### Short exercise
Copy the listing below word for word.

### Material
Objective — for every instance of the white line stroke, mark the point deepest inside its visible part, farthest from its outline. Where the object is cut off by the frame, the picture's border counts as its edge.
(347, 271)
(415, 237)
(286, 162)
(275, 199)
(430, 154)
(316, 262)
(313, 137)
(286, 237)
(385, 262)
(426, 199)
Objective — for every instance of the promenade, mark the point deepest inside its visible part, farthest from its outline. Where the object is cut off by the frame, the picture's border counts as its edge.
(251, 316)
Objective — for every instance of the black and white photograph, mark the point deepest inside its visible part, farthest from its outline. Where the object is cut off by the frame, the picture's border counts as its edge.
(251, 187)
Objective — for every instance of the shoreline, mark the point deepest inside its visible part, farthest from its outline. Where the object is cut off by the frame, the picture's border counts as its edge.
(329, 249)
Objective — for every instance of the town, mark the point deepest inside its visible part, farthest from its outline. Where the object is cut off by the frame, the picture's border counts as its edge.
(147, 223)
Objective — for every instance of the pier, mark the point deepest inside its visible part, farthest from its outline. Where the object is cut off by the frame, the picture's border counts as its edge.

### Correct response
Objective — for every instance of the white line stroke, mark the point deepest inside its visible part, farthest from its outline. Where the object is cut off by the frame, the picture's border counts as its edge.
(347, 271)
(415, 237)
(286, 162)
(275, 199)
(430, 154)
(316, 262)
(313, 137)
(286, 237)
(385, 262)
(426, 199)
Objective — for every instance of the promenade, mark the point deepest inside its visible part, farthest from its outline. Where the object is cut off by the frame, the picture's border counts as its edge.
(251, 316)
Objective — for every instance of the black and white photograph, mark the point deepest inside its visible part, farthest from its outline. Where the object is cut off by the frame, the picture's border counts as its edge.
(251, 187)
Objective — for every instance of the shoreline, mark the point deepest inside its visible part, farthest from its outline. Where the object is cut off by the frame, the picture's border counts as its edge.
(329, 249)
Objective — for every instance of the town, mark the point deepest inside its visible part, farthest from its outline. Where the object is cut off by the frame, the picture's border counts as its edge.
(147, 223)
Objective — for every instance of the pier, mark the point deepest inside its visible part, farthest from its outline. Where the object is cut off by the frame, the picture's border counts as its edge.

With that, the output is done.